**Your objective:** The line containing "the white fur" marks where to begin; quote it and every line after it through the end of the data, exactly as written.

>> START Items

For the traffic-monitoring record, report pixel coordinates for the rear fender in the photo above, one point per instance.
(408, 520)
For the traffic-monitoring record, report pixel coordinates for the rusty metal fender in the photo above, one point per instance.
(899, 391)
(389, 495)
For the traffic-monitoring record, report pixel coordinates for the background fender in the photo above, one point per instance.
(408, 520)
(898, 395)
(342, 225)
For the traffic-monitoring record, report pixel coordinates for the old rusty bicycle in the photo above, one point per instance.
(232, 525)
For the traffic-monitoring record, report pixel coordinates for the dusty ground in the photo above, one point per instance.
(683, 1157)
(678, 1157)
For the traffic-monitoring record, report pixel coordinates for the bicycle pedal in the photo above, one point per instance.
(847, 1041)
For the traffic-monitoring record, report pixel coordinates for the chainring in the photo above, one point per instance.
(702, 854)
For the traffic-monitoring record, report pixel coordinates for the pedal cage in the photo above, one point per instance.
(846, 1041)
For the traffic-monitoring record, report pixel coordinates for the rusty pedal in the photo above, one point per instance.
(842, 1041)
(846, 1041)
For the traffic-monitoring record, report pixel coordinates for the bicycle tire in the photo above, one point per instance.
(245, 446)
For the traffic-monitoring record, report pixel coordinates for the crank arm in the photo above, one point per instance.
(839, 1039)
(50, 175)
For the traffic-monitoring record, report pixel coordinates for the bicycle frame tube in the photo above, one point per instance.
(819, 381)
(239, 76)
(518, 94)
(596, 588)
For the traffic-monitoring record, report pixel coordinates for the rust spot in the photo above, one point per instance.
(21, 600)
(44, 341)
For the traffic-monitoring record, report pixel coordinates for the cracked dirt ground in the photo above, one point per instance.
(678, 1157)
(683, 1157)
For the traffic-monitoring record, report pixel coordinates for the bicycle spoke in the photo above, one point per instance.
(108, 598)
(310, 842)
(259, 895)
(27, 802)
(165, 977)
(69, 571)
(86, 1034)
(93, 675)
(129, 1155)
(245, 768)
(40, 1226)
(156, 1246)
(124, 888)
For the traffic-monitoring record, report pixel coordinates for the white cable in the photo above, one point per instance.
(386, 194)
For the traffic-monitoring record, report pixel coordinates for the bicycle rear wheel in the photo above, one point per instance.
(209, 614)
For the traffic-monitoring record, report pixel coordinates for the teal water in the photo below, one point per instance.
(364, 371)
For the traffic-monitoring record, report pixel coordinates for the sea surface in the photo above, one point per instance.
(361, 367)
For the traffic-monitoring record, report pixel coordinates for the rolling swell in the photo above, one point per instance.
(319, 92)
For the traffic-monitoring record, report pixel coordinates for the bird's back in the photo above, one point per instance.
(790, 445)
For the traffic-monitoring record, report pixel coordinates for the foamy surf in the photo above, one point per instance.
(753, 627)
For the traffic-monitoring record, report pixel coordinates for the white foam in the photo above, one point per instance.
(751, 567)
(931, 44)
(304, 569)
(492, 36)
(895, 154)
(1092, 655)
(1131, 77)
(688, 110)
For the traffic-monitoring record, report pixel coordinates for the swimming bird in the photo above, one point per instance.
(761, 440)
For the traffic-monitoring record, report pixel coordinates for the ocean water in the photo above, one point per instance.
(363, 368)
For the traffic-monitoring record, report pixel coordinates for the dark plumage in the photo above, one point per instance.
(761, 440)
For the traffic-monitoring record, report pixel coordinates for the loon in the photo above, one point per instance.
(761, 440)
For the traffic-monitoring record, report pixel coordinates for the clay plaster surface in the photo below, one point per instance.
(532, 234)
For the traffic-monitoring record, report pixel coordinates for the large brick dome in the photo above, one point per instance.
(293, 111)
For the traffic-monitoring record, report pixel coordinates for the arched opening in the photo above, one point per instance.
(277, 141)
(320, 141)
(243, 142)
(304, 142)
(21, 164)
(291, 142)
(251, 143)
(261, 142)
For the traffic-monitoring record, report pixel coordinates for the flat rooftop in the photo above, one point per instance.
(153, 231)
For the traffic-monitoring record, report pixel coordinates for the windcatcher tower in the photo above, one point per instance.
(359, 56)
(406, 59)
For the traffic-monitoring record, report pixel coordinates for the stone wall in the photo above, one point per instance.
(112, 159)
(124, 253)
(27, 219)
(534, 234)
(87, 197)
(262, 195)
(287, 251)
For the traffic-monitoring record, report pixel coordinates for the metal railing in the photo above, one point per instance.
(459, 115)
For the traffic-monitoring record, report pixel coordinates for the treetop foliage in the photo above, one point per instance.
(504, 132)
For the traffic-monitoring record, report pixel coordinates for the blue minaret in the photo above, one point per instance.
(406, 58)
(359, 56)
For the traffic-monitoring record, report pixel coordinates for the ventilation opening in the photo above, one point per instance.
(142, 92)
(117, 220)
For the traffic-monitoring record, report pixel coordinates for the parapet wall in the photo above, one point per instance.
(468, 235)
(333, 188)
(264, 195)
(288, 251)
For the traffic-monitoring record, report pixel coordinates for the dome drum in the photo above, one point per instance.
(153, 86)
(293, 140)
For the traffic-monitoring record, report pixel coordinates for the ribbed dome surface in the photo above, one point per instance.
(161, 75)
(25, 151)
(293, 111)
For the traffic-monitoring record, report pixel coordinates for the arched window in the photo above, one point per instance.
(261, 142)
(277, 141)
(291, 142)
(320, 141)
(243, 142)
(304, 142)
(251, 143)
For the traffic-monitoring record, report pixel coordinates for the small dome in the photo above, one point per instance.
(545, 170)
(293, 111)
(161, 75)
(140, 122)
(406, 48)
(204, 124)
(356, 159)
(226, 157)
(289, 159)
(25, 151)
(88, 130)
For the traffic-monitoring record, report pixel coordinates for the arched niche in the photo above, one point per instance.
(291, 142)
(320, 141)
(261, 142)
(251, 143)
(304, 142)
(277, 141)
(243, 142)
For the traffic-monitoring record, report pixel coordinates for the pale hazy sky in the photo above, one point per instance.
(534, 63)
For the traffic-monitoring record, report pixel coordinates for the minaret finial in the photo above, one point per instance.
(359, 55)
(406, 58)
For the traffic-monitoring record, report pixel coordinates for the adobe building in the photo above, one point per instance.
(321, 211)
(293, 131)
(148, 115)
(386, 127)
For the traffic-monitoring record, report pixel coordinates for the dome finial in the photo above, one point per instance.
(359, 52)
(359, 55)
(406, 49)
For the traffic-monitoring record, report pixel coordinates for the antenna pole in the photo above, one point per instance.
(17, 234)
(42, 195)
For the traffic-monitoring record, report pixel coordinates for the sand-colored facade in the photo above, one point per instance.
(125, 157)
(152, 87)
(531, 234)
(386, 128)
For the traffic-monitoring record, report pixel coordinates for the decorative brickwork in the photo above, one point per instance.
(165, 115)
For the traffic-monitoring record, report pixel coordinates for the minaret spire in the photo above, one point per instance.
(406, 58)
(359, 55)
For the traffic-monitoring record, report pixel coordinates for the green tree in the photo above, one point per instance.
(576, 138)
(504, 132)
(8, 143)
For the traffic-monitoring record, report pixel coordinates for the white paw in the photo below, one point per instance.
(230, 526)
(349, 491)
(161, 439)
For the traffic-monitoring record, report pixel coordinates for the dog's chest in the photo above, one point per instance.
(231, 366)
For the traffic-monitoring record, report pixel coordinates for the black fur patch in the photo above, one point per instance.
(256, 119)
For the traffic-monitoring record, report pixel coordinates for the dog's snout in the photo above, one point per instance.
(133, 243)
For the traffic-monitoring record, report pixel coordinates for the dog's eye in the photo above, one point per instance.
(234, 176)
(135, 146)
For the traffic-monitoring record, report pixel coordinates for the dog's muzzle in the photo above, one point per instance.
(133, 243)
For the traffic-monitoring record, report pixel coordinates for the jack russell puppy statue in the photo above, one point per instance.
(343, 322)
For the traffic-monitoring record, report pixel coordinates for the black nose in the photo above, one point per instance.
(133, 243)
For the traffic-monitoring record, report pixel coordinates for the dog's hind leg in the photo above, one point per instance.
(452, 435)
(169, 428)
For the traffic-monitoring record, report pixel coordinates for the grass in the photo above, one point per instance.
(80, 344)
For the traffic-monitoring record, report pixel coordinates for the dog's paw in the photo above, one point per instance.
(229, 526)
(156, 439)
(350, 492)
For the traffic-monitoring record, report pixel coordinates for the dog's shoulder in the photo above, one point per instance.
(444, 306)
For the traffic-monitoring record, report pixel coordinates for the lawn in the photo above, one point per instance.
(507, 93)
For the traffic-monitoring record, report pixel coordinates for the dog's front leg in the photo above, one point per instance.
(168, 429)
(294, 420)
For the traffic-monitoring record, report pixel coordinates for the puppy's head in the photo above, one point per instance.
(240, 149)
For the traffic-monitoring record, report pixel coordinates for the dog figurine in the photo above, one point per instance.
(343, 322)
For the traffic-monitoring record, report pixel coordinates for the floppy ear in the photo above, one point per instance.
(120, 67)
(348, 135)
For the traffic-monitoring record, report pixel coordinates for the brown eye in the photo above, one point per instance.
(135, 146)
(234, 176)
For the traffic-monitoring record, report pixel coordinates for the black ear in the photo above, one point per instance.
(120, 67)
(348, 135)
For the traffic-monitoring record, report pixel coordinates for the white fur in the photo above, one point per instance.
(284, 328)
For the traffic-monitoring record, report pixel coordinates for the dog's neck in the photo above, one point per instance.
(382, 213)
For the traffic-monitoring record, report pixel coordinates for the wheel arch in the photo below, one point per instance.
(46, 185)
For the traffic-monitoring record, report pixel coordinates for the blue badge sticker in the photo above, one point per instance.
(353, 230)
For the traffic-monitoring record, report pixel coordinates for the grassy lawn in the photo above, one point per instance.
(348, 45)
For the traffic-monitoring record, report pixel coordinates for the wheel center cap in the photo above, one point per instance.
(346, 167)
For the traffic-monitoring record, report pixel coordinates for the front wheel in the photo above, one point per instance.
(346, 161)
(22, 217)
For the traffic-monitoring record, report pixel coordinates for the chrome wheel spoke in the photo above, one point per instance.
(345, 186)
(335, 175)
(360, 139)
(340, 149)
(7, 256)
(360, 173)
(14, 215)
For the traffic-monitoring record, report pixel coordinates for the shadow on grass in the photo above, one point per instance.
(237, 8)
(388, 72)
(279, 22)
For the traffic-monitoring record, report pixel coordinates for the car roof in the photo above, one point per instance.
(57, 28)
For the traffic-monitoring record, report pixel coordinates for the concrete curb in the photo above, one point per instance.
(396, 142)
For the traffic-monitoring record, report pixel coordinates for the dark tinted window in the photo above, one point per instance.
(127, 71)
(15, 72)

>> END Items

**Task solution:**
For the traffic-monitoring record, report pixel coordinates for the white fur in the photo above, one point per instance.
(284, 328)
For the traffic-monitoring record, report pixel coordinates for the dog's neck in the photo above, one point per instance.
(382, 213)
For the traffic-monitoring record, report pixel coordinates for the wheel arch in the photo below, one point per instance.
(46, 185)
For the traffic-monitoring record, report pixel coordinates for the blue badge sticker in the photo above, one point per instance.
(353, 230)
For the traffic-monitoring record, report pixel coordinates for the grassy lawn in the photo above, one point per instance.
(348, 45)
For the traffic-monitoring record, report pixel coordinates for the wheel center cap in the photo above, one point per instance.
(346, 167)
For the traffic-monitoring record, report pixel coordinates for the front wheel in the photo above, one point per instance.
(346, 161)
(22, 217)
For the traffic-monitoring record, report pixel coordinates for the chrome wheel spoke in the photo above, one point per instance.
(345, 186)
(335, 175)
(360, 139)
(340, 149)
(7, 256)
(360, 173)
(14, 215)
For the traffic-monitoring record, report pixel coordinates for the shadow on grass in the photo above, one point per instance.
(237, 8)
(388, 72)
(279, 22)
For the traffic-monitoring record, report pixel coordinates for the car roof in the photo above, one point per instance.
(57, 28)
For the traffic-monitoring record, report pixel coordinates for the concrete curb in the photo above, one point per instance.
(396, 142)
For the traffic-monitoring record, report pixel coordinates for the dark tinted window in the photo above, one point per instance.
(127, 71)
(15, 72)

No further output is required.